**Passage**.
--- START ---
The features below require the Gateway or Both setup from Step 3.

Switch models

Change the model parameter to use 250+ models from different providers through the same gateway.
# OpenAI
response = client.chat.completions.create(model="gpt-4o", messages=messages)

# Anthropic
response = client.chat.completions.create(model="claude-sonnet-4-5-20250929", messages=messages)

# Google
response = client.chat.completions.create(model="gemini-2.5-flash", messages=messages)
See the full model list.

Prompt management

Use Respan prompt management to serve prompt templates from the platform. Use schema_version: 2 for all new integrations.

Chat Completions

Prompt messages are the base layer (system/context). Body messages are appended as runtime user turns.
PROMPT_ID = "YOUR_PROMPT_ID"

response = client.chat.completions.create(
    model="gpt-4.1-nano",
    messages=[
        {"role": "user", "content": "Add dark mode support to the dashboard"},
    ],
    extra_body={
        "prompt": {
            "prompt_id": PROMPT_ID,
            "schema_version": 2,
            "variables": {
                "feature_request": "Add dark mode support",
            },
        }
    },
)
--- END ---
**Work instruction 1**. Reproduce part of the gateway documentation word for word, beginning at the words "# Anthropic" and stopping after "runtime user turns.".
**Work instruction 2**. Write what comes next in the gateway documentation, starting right after its final line.
The data that follows is not needed for anything here.

**Study material**.
--- START ---
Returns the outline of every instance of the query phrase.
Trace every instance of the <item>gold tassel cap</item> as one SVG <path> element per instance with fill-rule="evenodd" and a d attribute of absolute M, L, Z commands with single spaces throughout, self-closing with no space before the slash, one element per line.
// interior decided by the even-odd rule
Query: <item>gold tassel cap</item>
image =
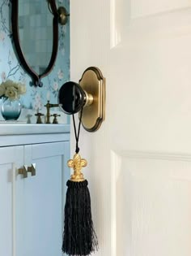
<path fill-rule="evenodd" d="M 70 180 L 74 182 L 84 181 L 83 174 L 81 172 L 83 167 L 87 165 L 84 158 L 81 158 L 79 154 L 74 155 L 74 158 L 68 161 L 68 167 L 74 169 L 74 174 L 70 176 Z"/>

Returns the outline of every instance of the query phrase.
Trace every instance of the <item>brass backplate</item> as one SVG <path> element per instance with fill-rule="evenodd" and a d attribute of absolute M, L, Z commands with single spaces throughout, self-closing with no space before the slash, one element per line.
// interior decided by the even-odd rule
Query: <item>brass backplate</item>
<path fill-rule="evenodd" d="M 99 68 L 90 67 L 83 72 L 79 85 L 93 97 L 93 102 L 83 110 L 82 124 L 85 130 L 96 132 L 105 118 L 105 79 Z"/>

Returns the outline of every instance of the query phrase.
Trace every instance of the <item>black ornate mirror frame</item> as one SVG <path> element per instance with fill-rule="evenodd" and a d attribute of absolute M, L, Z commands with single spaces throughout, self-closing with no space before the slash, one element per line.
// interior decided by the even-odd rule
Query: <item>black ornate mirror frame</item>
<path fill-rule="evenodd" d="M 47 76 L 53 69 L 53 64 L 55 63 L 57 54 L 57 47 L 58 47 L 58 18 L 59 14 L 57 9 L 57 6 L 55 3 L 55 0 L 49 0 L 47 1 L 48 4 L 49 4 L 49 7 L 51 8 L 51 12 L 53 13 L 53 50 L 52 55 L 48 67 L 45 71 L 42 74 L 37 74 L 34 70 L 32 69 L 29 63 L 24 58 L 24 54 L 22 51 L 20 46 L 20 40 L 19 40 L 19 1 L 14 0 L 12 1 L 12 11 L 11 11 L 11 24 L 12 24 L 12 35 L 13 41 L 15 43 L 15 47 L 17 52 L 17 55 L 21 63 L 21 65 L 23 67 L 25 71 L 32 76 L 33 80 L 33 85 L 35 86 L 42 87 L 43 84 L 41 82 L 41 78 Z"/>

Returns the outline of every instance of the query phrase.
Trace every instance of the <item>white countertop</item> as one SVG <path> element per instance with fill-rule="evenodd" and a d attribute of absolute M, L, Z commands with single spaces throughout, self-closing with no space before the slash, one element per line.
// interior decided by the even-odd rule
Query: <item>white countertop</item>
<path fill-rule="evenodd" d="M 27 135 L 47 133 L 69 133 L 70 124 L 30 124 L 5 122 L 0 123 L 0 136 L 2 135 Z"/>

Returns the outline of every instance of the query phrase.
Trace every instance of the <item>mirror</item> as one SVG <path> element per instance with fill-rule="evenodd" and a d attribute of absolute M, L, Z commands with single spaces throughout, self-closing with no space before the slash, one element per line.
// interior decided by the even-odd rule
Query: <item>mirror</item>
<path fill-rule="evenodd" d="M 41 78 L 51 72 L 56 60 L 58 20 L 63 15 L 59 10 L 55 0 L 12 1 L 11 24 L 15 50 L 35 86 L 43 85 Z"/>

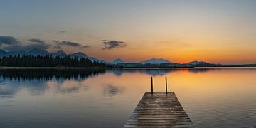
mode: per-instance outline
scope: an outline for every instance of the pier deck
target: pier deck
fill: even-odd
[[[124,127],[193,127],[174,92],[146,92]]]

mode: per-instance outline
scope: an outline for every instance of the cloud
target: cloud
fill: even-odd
--- END ---
**Task result 1**.
# Anthropic
response = client.chat.completions.create(model="claude-sonnet-4-5-20250929", messages=messages)

# Google
response = client.chat.completions.create(model="gemini-2.5-flash", messages=messages)
See the full model list.

Prompt management

Use Respan prompt management to serve prompt templates from the platform. Use schema_version: 2 for all new integrations.

Chat Completions

Prompt messages are the base layer (system/context). Body messages are appended as runtime user turns.

**Task result 2**.
print(response.choices[0].message.content)

Responses API

For the Responses API, pass prompt config under respan_params. The prompt template becomes instructions and body input is preserved.
PROMPT_ID = "YOUR_PROMPT_ID"

response = client.responses.create(
    model="gpt-4.1-nano",
    input=[
        {"role": "user", "content": "Add dark mode support to the dashboard"},
    ],
    extra_body={
        "respan_params": {
            "prompt": {
                "prompt_id": PROMPT_ID,
                "schema_version": 2,
                "variables": {
                    "feature_request": "Add dark mode support",
                },
            }
        }
    },
)
print(response.output_text)

Prompt options

FieldTypeDefaultDescription
prompt_idstrPrompt identifier (required).
schema_versionint1Set 2 for v2 merge semantics (recommended).
versionint | "latest"deployed versionPin a specific version or use "latest" for the most recent draft.
variablesdict{}Key-value pairs for template rendering.
patchdictRuntime overrides for prompt config (v2 only). Cannot include messages or input.

Respan parameters

Pass additional Respan parameters via extra_body for gateway features.
response = client.chat.completions.create(
    model="gpt-4.1-nano",
    messages=[{"role": "user", "content": "Hello"}],
    extra_body={
        "customer_identifier": "user_123",
        "fallback_models": ["gpt-3.5-turbo"],
        "metadata": {"session_id": "abc123"},
        "thread_identifier": "conversation_456",
    },
)
See Respan parameters for the full list.